**EXERCISE OBJECTIVE**:
In the forum thread about a PEX crimper, what does Redwood say the drain wrench would be used for?

**DOCUMENT EXCERPT**:
* BEGIN *

# Pex Crimper



## GREENPLUM (Jul 27, 2008)

Anybody using these? :whistling2:


----------



## GREENPLUM (Jul 27, 2008)

They were right next to these,








:whistling2:


----------



## Miguel (Aug 10, 2009)

GREENPLUM said:


> Anybody using these? :whistling2:


Oh puh-LEEZ!
lol
I hafta admit I fell for the subject line since my crimp tools are getting pretty worn but c'mon! :laughing:

Um, that drain wrench thingy looks kinda nice, tho. :whistling2:


----------



## Redwood (Sep 8, 2008)

Miguel said:


> Um, that drain wrench thingy looks kinda nice, tho. :whistling2:


Yea but you don't need it...

The only use would be for tightening the nut on a basket strainer and you shouldn't be using that type anyway cause so many of them end up leaking.

That large nut has so much surface area and friction that they never get tight enough to make a good seal so they make a great source of income for us service plumbers...

the wrench is no use to us cause when we get called to replace the basket strainer assembly it is all loose and spinning and the nut won't turn so we just pry under the nut and it breaks and flies off...

* END *

**DATA EXCERPTS**:
* BEGIN *

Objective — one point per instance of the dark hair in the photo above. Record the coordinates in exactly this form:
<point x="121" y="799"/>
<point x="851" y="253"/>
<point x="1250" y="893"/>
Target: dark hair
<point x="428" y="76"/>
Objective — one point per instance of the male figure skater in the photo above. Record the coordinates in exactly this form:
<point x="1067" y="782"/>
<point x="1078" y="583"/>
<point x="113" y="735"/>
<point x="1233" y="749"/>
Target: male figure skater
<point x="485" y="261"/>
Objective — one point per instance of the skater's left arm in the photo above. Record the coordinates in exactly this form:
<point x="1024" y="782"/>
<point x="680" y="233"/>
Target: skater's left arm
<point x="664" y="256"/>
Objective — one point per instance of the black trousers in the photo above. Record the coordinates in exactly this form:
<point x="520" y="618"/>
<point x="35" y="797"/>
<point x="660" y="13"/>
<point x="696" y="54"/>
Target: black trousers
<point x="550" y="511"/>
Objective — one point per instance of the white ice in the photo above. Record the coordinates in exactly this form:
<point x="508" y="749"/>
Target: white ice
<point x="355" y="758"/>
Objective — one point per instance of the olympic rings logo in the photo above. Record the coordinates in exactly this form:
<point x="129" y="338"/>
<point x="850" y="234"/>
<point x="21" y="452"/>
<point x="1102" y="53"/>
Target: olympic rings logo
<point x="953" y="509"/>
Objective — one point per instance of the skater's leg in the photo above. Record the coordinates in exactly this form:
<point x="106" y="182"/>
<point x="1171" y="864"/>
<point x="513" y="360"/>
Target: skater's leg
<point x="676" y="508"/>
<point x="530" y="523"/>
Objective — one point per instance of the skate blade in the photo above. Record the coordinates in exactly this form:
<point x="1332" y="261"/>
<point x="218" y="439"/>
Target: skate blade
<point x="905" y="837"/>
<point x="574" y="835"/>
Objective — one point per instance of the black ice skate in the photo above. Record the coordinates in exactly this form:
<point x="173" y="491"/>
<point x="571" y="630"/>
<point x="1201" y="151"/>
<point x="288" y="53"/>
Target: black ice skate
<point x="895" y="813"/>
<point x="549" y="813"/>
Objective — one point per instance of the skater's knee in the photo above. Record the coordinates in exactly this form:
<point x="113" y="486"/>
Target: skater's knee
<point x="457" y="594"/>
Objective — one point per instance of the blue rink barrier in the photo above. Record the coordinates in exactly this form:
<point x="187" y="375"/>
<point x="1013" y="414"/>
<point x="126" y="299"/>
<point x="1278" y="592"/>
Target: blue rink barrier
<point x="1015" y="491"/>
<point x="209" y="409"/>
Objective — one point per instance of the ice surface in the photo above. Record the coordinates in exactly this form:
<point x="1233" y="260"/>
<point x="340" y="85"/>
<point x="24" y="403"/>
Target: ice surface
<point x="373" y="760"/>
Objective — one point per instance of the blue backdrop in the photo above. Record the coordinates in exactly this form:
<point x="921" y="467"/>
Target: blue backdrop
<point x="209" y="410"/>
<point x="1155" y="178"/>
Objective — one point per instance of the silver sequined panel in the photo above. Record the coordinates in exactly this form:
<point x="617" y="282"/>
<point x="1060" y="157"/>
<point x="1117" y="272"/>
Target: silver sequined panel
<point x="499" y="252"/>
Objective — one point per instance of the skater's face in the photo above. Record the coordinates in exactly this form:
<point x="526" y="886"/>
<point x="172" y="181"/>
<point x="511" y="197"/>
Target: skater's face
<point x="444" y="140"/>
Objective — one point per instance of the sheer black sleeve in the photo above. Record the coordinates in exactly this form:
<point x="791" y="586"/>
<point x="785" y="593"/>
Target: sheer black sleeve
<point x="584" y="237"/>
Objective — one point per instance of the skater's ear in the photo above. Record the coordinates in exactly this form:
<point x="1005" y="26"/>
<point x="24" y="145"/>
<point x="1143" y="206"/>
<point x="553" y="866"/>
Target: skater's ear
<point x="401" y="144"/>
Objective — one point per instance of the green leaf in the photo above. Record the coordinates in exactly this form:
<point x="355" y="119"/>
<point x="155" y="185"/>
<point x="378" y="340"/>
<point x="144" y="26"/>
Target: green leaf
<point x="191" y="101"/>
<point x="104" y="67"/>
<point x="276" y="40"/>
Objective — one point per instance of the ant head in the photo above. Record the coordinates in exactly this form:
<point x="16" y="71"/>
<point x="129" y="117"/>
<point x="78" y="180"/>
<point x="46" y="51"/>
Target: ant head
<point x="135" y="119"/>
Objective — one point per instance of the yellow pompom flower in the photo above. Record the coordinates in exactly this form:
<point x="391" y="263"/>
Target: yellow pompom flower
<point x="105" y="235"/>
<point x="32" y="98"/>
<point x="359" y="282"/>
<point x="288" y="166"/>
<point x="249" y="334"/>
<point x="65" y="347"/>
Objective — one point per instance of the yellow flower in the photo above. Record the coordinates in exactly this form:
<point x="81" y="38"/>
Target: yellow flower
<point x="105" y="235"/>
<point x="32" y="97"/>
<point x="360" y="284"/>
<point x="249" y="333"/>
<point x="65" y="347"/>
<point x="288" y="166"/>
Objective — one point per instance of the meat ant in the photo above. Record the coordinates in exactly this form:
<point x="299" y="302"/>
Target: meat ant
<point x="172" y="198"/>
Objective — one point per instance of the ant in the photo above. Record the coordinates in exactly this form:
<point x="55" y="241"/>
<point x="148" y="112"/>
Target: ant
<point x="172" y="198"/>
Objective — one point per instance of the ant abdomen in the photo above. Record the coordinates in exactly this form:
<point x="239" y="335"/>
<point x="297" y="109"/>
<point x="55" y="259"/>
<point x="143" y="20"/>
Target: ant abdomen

* END *

**CORRECT OUTPUT**:
Tightening the nut on a basket strainer.